## Goal
Rewrite the records from the start up to and including the line that contains "[930,322,992,347]", putting "labeling system" in place of "automated pipeline" and leaving everything else unchanged.

## A run of records

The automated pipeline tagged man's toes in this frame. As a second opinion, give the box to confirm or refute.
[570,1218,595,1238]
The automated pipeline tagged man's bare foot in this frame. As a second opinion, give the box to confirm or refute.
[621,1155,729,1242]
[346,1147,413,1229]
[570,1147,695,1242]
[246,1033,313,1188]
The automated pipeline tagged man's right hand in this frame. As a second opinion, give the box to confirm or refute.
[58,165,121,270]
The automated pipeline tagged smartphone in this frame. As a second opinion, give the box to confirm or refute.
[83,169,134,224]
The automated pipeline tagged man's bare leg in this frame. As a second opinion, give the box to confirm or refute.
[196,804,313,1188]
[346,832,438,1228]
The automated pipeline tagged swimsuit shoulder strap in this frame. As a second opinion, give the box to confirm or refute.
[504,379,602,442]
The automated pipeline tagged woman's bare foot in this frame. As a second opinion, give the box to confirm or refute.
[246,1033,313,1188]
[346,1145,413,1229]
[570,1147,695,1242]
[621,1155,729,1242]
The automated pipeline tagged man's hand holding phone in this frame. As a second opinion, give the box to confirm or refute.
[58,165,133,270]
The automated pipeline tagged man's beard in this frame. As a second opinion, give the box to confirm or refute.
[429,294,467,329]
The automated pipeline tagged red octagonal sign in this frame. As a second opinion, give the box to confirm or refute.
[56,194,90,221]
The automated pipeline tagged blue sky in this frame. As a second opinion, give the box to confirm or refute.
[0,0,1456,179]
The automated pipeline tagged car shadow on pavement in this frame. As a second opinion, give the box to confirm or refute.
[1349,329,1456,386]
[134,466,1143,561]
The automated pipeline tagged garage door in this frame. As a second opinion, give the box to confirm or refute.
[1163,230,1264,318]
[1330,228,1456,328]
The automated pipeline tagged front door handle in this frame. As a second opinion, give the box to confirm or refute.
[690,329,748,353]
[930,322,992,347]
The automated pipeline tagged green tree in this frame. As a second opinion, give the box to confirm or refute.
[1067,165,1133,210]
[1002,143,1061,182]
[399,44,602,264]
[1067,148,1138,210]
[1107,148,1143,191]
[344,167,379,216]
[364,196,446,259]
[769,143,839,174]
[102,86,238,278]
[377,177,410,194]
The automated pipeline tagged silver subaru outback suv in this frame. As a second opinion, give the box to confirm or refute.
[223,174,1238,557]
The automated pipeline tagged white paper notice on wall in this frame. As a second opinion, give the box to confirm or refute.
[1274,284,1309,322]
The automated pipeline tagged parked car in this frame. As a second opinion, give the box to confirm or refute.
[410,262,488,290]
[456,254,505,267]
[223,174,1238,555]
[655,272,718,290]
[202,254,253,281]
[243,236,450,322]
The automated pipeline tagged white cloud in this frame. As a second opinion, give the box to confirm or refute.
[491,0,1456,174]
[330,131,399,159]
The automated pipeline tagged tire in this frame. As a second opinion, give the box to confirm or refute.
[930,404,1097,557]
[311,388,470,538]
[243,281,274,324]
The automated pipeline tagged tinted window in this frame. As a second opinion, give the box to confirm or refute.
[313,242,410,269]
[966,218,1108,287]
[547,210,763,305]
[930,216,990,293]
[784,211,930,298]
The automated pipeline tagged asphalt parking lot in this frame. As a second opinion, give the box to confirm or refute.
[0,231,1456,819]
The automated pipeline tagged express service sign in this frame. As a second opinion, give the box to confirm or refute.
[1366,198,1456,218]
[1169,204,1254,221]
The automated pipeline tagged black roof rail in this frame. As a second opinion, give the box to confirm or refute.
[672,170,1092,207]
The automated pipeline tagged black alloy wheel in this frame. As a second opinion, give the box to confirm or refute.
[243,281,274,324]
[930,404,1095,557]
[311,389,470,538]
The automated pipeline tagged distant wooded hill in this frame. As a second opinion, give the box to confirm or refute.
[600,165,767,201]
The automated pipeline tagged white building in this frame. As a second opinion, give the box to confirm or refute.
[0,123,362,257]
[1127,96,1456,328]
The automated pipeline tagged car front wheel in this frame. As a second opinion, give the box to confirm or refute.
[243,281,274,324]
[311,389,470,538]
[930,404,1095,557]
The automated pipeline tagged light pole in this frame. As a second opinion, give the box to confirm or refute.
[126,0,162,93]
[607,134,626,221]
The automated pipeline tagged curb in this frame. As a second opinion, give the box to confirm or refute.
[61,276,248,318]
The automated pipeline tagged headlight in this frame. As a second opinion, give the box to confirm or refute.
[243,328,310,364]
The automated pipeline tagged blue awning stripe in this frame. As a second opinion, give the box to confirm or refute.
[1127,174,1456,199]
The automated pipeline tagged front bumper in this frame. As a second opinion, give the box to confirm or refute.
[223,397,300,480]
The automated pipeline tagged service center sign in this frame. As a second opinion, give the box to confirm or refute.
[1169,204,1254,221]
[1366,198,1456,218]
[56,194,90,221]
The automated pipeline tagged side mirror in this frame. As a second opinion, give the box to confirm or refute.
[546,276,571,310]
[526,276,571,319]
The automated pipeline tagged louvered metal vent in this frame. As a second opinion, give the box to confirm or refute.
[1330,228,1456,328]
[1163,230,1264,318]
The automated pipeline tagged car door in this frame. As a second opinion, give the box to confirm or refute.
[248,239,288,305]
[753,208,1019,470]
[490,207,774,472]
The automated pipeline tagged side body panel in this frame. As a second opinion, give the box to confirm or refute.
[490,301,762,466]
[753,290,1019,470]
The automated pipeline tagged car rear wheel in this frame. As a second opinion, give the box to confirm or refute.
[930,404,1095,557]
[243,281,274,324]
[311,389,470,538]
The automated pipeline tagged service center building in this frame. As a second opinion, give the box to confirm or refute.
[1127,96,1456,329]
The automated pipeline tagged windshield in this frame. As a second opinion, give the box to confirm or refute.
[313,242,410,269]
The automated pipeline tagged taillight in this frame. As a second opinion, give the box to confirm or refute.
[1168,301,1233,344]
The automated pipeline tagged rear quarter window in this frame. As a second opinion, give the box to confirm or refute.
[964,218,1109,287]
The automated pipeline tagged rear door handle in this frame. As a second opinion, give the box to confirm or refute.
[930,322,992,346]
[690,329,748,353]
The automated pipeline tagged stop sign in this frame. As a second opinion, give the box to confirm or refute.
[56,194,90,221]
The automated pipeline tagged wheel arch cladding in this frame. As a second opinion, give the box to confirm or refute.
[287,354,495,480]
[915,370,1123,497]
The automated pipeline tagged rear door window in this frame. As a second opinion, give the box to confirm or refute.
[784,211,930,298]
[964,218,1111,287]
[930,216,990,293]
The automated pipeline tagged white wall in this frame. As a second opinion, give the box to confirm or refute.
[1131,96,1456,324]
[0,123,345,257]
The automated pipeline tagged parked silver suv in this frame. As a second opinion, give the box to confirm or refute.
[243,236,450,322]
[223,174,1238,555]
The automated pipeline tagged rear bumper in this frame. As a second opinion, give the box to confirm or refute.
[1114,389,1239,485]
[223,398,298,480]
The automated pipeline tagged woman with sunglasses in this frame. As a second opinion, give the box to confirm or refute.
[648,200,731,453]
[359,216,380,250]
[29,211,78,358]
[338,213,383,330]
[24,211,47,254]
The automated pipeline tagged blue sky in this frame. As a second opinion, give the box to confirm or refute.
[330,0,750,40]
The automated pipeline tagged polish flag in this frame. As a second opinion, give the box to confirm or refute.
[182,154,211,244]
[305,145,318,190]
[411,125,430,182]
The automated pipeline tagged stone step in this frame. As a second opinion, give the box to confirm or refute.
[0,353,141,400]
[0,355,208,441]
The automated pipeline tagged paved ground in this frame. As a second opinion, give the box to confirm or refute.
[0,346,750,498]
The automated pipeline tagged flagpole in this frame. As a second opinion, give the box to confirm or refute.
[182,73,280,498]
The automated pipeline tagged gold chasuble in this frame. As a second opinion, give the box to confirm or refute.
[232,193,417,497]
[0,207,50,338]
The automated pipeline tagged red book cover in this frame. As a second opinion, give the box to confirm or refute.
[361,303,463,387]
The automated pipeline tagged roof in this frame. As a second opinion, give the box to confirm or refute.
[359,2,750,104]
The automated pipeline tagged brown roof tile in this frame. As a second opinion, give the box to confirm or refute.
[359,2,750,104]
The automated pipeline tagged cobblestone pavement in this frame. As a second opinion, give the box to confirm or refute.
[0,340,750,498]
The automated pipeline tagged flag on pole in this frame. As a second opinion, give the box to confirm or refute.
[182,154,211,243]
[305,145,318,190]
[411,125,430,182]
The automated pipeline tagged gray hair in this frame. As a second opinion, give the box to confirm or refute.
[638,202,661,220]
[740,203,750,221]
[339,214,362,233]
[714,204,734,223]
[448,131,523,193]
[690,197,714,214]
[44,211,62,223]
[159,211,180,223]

## Answer below
The labeling system tagged man's toes in this frame. As a second opinion, give the box to confirm or refute.
[570,1218,595,1238]
The labeling system tagged man's bare foot in this frame. As a second opinion, give the box to confirm or refute.
[621,1155,729,1242]
[346,1147,413,1229]
[570,1147,695,1242]
[246,1033,313,1188]
The labeling system tagged man's right hand in this frame. As a second opinion, give the box to confirm or refute.
[58,165,121,270]
The labeling system tagged smartphone in this frame. As a second opinion, give the box to confirm or refute.
[83,169,134,224]
The labeling system tagged man's bare leg in this frame. As a second opinion, give the box to confirm or refute.
[196,804,313,1188]
[346,832,438,1228]
The labeling system tagged swimsuit shoulder strap in this frame. As a second opinion, give the box to confirm or refute.
[504,379,602,442]
The labeling system tagged woman's bare foot in this frame. As a second opinion, give the box to confirm or refute.
[246,1033,313,1188]
[346,1145,413,1229]
[570,1147,695,1242]
[621,1155,729,1242]
The labeling system tagged man's hand holding phone in this frame. As a second opinion, give the box to confirm or refute.
[58,165,133,270]
The labeling system tagged man's beard in this frame. As a second opinion, give the box to confirm or refute.
[429,294,467,329]
The labeling system tagged red octagonal sign in this frame. As a second opinion, give the box to confirm or refute.
[56,194,90,221]
The labeling system tagged blue sky in this frame. As a second opinion, give the box to confirm or refute.
[0,0,1456,179]
The labeling system tagged car shadow on pavement in this frame. As a second opinion, give the box to confirm or refute.
[1349,329,1456,386]
[134,466,1143,561]
The labeling system tagged garage door in this frame. As a second opinion, give the box to confirm or refute.
[1163,230,1264,318]
[1330,228,1456,328]
The labeling system tagged front door handle in this frame. As a second opinion, give the box to confirm or refute.
[690,329,748,353]
[930,322,992,347]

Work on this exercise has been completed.